Within the listing below, how many lines hold the string "white"? Only the number is wanted.

________________________________________

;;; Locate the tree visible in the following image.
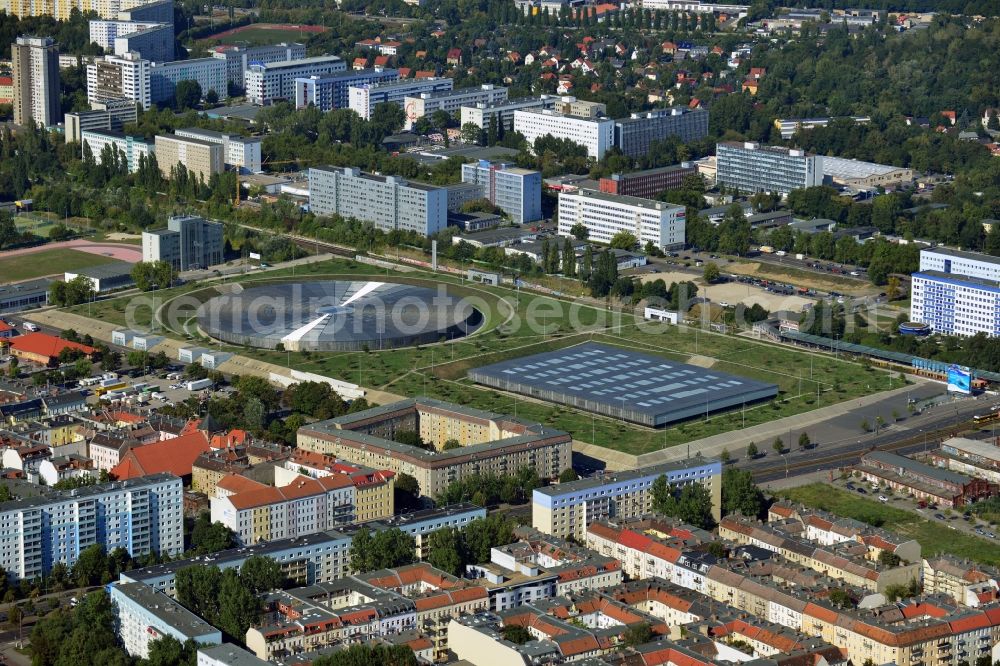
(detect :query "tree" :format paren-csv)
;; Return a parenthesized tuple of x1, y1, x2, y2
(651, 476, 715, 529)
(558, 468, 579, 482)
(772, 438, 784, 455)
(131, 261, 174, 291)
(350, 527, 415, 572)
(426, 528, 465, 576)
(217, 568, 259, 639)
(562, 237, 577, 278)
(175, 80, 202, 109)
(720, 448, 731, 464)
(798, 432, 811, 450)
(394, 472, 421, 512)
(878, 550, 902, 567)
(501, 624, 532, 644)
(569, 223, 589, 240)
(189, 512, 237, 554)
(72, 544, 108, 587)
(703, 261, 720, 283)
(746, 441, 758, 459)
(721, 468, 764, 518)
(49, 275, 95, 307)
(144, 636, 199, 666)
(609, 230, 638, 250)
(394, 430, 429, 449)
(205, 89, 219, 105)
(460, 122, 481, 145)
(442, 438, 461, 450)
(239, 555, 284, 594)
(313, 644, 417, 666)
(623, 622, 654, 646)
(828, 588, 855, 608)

________________________________________

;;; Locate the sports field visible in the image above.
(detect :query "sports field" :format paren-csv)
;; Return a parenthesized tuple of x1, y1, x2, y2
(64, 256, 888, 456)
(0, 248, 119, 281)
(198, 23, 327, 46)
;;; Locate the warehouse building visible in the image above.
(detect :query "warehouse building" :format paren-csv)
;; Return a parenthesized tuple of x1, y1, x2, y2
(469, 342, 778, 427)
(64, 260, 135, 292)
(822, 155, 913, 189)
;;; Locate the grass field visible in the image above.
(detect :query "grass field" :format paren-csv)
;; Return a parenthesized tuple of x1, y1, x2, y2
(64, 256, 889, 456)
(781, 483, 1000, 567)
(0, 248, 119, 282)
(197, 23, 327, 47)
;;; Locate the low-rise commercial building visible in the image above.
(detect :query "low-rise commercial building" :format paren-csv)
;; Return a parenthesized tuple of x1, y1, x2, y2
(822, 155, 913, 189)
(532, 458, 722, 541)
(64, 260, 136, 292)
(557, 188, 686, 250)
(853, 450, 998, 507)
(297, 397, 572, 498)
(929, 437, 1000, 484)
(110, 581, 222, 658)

________________________________________

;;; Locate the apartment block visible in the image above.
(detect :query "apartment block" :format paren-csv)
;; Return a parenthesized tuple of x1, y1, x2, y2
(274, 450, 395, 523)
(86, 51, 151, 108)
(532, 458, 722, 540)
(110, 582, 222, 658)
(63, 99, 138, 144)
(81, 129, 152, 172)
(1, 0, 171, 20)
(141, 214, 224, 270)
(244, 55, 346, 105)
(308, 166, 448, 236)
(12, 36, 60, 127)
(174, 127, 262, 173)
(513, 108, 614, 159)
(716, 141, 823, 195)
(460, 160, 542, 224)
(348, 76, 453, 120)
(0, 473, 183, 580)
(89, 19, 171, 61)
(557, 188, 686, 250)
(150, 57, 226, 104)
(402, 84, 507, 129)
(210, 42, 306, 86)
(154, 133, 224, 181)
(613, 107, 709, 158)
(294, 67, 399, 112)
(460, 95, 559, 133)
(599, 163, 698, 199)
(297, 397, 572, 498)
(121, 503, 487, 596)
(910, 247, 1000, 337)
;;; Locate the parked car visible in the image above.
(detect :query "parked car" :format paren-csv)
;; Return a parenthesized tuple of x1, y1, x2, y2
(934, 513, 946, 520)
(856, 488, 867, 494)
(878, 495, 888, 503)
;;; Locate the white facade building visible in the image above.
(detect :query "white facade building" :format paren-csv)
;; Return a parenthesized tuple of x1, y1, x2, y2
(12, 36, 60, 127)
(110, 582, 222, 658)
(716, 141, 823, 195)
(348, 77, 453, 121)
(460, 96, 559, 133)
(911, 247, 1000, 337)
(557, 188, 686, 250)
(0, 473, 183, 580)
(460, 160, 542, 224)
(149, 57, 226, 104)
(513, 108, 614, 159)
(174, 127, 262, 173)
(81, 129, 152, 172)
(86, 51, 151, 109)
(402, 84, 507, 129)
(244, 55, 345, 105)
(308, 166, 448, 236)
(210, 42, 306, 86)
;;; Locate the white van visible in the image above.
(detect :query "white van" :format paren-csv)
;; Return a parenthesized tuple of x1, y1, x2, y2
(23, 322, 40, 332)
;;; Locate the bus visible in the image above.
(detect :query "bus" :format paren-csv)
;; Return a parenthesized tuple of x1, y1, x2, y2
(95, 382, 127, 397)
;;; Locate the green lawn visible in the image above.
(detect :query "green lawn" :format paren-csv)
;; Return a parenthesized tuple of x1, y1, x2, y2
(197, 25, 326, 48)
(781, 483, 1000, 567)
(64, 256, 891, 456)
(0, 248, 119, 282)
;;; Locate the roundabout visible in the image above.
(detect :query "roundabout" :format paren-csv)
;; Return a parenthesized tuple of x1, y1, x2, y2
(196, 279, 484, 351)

________________________________________

**Output of the exercise**
4